_Working data_
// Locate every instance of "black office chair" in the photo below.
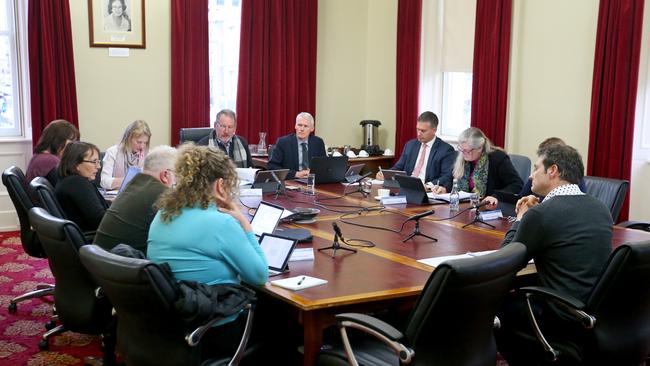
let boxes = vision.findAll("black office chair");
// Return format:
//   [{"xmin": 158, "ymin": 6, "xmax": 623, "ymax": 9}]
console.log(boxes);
[
  {"xmin": 80, "ymin": 245, "xmax": 253, "ymax": 366},
  {"xmin": 318, "ymin": 243, "xmax": 526, "ymax": 366},
  {"xmin": 2, "ymin": 166, "xmax": 54, "ymax": 313},
  {"xmin": 506, "ymin": 241, "xmax": 650, "ymax": 365},
  {"xmin": 29, "ymin": 177, "xmax": 67, "ymax": 219},
  {"xmin": 29, "ymin": 207, "xmax": 115, "ymax": 365},
  {"xmin": 510, "ymin": 154, "xmax": 531, "ymax": 182},
  {"xmin": 585, "ymin": 175, "xmax": 630, "ymax": 223},
  {"xmin": 29, "ymin": 177, "xmax": 96, "ymax": 243},
  {"xmin": 179, "ymin": 127, "xmax": 213, "ymax": 144}
]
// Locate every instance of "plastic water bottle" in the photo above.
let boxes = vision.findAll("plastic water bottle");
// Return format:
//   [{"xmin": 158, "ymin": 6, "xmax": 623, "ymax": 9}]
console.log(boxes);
[{"xmin": 449, "ymin": 178, "xmax": 460, "ymax": 212}]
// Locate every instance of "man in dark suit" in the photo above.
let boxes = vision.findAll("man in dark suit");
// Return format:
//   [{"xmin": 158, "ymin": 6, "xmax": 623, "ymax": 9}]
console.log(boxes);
[
  {"xmin": 267, "ymin": 112, "xmax": 326, "ymax": 179},
  {"xmin": 196, "ymin": 109, "xmax": 253, "ymax": 168},
  {"xmin": 377, "ymin": 111, "xmax": 456, "ymax": 191}
]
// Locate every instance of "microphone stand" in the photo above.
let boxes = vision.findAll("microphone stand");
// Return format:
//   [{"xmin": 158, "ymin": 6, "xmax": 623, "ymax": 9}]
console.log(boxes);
[
  {"xmin": 271, "ymin": 171, "xmax": 286, "ymax": 200},
  {"xmin": 463, "ymin": 206, "xmax": 495, "ymax": 229},
  {"xmin": 318, "ymin": 232, "xmax": 357, "ymax": 258},
  {"xmin": 402, "ymin": 217, "xmax": 438, "ymax": 243}
]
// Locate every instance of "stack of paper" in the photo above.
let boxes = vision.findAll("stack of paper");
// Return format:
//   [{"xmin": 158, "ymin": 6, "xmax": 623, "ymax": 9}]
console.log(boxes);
[{"xmin": 271, "ymin": 276, "xmax": 327, "ymax": 291}]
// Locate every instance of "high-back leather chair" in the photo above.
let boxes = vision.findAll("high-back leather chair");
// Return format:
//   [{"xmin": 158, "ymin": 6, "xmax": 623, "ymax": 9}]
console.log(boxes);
[
  {"xmin": 29, "ymin": 177, "xmax": 96, "ymax": 243},
  {"xmin": 29, "ymin": 207, "xmax": 115, "ymax": 364},
  {"xmin": 29, "ymin": 177, "xmax": 67, "ymax": 219},
  {"xmin": 80, "ymin": 244, "xmax": 253, "ymax": 366},
  {"xmin": 318, "ymin": 243, "xmax": 526, "ymax": 366},
  {"xmin": 179, "ymin": 127, "xmax": 212, "ymax": 144},
  {"xmin": 508, "ymin": 241, "xmax": 650, "ymax": 365},
  {"xmin": 585, "ymin": 175, "xmax": 630, "ymax": 223},
  {"xmin": 2, "ymin": 166, "xmax": 54, "ymax": 313},
  {"xmin": 510, "ymin": 154, "xmax": 531, "ymax": 182}
]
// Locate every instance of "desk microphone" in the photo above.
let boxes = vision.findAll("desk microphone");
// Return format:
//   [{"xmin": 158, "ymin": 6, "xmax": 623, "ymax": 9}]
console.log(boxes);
[
  {"xmin": 472, "ymin": 201, "xmax": 490, "ymax": 210},
  {"xmin": 406, "ymin": 210, "xmax": 436, "ymax": 221},
  {"xmin": 332, "ymin": 222, "xmax": 345, "ymax": 241},
  {"xmin": 350, "ymin": 172, "xmax": 372, "ymax": 184}
]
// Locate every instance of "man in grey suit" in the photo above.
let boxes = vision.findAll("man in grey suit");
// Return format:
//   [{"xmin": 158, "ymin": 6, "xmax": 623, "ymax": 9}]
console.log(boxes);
[{"xmin": 377, "ymin": 111, "xmax": 456, "ymax": 192}]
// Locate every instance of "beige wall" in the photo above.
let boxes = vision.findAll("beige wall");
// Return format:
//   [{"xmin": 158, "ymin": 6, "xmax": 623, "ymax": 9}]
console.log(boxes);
[
  {"xmin": 506, "ymin": 0, "xmax": 598, "ymax": 161},
  {"xmin": 316, "ymin": 0, "xmax": 397, "ymax": 152},
  {"xmin": 70, "ymin": 0, "xmax": 171, "ymax": 150}
]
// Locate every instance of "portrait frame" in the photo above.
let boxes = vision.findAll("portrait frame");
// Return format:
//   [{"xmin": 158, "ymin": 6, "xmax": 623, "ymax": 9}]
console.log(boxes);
[{"xmin": 88, "ymin": 0, "xmax": 147, "ymax": 48}]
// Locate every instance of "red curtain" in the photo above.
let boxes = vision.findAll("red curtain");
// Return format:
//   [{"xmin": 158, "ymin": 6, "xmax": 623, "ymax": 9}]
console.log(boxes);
[
  {"xmin": 27, "ymin": 0, "xmax": 79, "ymax": 145},
  {"xmin": 471, "ymin": 0, "xmax": 512, "ymax": 146},
  {"xmin": 171, "ymin": 0, "xmax": 210, "ymax": 145},
  {"xmin": 395, "ymin": 0, "xmax": 422, "ymax": 156},
  {"xmin": 237, "ymin": 0, "xmax": 318, "ymax": 144},
  {"xmin": 587, "ymin": 0, "xmax": 644, "ymax": 220}
]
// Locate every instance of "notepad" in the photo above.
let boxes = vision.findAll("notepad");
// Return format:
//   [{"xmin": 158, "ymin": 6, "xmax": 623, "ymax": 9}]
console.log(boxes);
[{"xmin": 271, "ymin": 276, "xmax": 327, "ymax": 291}]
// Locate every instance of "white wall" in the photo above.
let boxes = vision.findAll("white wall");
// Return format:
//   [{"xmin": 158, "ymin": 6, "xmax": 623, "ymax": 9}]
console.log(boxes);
[{"xmin": 70, "ymin": 0, "xmax": 171, "ymax": 150}]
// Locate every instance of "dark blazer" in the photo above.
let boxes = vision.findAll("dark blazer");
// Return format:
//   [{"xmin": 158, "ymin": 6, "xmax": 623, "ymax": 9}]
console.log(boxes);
[
  {"xmin": 266, "ymin": 133, "xmax": 327, "ymax": 179},
  {"xmin": 54, "ymin": 174, "xmax": 108, "ymax": 231},
  {"xmin": 391, "ymin": 137, "xmax": 456, "ymax": 191},
  {"xmin": 485, "ymin": 149, "xmax": 524, "ymax": 196},
  {"xmin": 196, "ymin": 130, "xmax": 253, "ymax": 168}
]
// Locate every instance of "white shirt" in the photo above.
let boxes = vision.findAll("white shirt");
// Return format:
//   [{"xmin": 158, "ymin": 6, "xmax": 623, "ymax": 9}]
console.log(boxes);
[{"xmin": 413, "ymin": 136, "xmax": 436, "ymax": 183}]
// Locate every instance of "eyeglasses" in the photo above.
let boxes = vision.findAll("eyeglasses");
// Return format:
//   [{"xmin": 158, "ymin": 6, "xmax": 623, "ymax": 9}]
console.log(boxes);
[{"xmin": 458, "ymin": 146, "xmax": 476, "ymax": 154}]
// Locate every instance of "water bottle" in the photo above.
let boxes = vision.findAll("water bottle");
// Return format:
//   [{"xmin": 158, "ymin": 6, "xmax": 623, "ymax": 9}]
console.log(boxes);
[{"xmin": 449, "ymin": 178, "xmax": 460, "ymax": 212}]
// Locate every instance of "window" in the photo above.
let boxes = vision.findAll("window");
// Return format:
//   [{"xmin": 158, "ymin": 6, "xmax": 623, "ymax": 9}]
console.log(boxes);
[
  {"xmin": 419, "ymin": 0, "xmax": 476, "ymax": 141},
  {"xmin": 0, "ymin": 0, "xmax": 29, "ymax": 137},
  {"xmin": 208, "ymin": 0, "xmax": 241, "ymax": 124}
]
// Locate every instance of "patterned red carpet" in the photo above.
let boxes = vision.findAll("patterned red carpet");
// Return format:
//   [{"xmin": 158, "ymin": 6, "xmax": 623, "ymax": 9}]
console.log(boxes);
[{"xmin": 0, "ymin": 232, "xmax": 101, "ymax": 366}]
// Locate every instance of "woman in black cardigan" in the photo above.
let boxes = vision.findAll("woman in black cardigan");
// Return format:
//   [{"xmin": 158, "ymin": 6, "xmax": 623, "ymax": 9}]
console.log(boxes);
[
  {"xmin": 54, "ymin": 142, "xmax": 108, "ymax": 231},
  {"xmin": 454, "ymin": 127, "xmax": 523, "ymax": 210}
]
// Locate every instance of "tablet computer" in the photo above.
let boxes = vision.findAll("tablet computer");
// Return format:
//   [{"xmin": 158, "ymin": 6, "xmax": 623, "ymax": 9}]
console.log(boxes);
[{"xmin": 259, "ymin": 233, "xmax": 298, "ymax": 275}]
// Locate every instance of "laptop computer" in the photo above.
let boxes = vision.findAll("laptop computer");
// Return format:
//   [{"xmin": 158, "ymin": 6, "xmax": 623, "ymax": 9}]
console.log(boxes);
[
  {"xmin": 117, "ymin": 166, "xmax": 142, "ymax": 194},
  {"xmin": 259, "ymin": 233, "xmax": 298, "ymax": 276},
  {"xmin": 345, "ymin": 164, "xmax": 366, "ymax": 183},
  {"xmin": 395, "ymin": 175, "xmax": 447, "ymax": 205},
  {"xmin": 252, "ymin": 169, "xmax": 289, "ymax": 193},
  {"xmin": 251, "ymin": 201, "xmax": 284, "ymax": 238},
  {"xmin": 251, "ymin": 201, "xmax": 313, "ymax": 243},
  {"xmin": 296, "ymin": 156, "xmax": 348, "ymax": 184},
  {"xmin": 381, "ymin": 170, "xmax": 407, "ymax": 188}
]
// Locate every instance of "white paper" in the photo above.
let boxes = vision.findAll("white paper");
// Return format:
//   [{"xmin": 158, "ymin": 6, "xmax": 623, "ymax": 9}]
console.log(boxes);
[
  {"xmin": 289, "ymin": 248, "xmax": 314, "ymax": 262},
  {"xmin": 427, "ymin": 191, "xmax": 471, "ymax": 202},
  {"xmin": 271, "ymin": 276, "xmax": 327, "ymax": 291}
]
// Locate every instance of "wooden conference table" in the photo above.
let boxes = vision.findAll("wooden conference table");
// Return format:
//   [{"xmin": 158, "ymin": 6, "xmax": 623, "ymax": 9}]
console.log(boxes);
[
  {"xmin": 252, "ymin": 155, "xmax": 395, "ymax": 174},
  {"xmin": 243, "ymin": 181, "xmax": 650, "ymax": 365}
]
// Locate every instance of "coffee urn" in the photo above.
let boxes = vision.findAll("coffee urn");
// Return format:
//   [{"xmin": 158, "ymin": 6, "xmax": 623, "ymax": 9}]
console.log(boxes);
[{"xmin": 359, "ymin": 120, "xmax": 384, "ymax": 155}]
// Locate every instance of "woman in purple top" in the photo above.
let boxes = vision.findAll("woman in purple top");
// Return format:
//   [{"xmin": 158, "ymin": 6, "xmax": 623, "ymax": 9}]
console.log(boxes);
[{"xmin": 25, "ymin": 119, "xmax": 79, "ymax": 186}]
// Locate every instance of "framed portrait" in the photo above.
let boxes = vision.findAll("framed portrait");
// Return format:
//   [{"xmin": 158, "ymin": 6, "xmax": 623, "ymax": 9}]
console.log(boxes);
[{"xmin": 88, "ymin": 0, "xmax": 146, "ymax": 48}]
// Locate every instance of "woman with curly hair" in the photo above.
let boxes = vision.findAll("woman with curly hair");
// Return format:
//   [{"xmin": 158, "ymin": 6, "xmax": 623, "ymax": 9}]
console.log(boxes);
[
  {"xmin": 147, "ymin": 144, "xmax": 268, "ymax": 332},
  {"xmin": 453, "ymin": 127, "xmax": 523, "ymax": 210},
  {"xmin": 101, "ymin": 120, "xmax": 151, "ymax": 189}
]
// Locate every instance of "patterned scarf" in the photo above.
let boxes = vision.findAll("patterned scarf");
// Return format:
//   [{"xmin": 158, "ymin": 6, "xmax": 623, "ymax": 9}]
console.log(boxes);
[{"xmin": 458, "ymin": 153, "xmax": 490, "ymax": 197}]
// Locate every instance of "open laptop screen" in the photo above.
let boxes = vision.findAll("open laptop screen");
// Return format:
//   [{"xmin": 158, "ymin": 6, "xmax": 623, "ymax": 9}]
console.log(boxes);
[
  {"xmin": 251, "ymin": 201, "xmax": 284, "ymax": 237},
  {"xmin": 118, "ymin": 166, "xmax": 142, "ymax": 193},
  {"xmin": 260, "ymin": 233, "xmax": 297, "ymax": 272}
]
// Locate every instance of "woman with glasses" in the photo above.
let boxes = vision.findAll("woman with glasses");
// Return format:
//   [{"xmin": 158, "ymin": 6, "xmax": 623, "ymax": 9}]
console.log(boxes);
[
  {"xmin": 25, "ymin": 119, "xmax": 79, "ymax": 186},
  {"xmin": 101, "ymin": 120, "xmax": 151, "ymax": 190},
  {"xmin": 54, "ymin": 142, "xmax": 108, "ymax": 231},
  {"xmin": 147, "ymin": 144, "xmax": 268, "ymax": 355},
  {"xmin": 454, "ymin": 127, "xmax": 523, "ymax": 210}
]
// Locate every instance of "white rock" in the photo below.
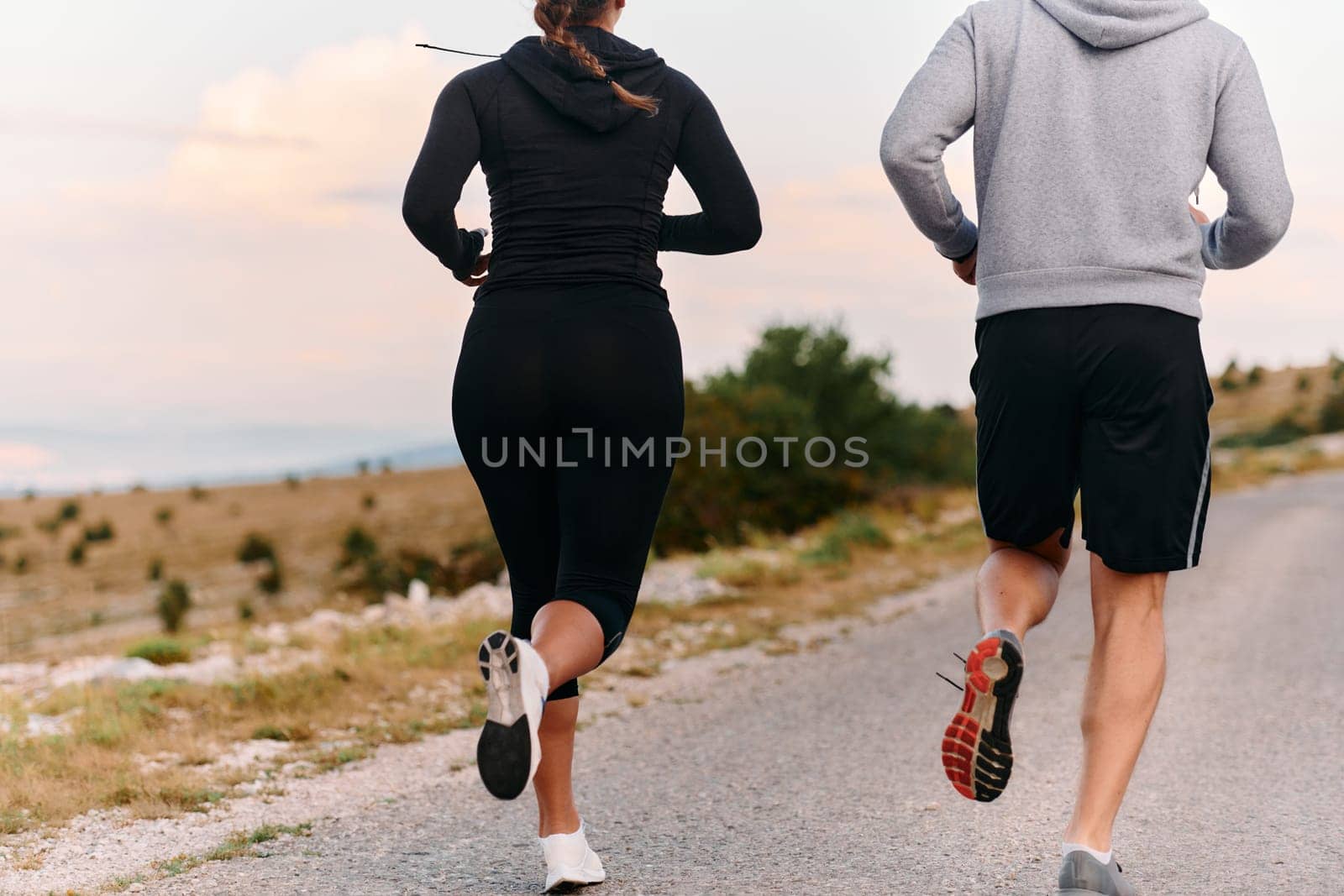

_What to do_
Filter the listing above, keeping each line that contains the string "portrait" with its letter case matched exactly, and copy those lines.

_Full answer_
// Locate every instance of "portrait frame" in the photo above.
let boxes = vision.findAll("portrait frame");
// Locate every instance of "framed portrait" in the photo above.
let boxes = vision.findAll("framed portrait");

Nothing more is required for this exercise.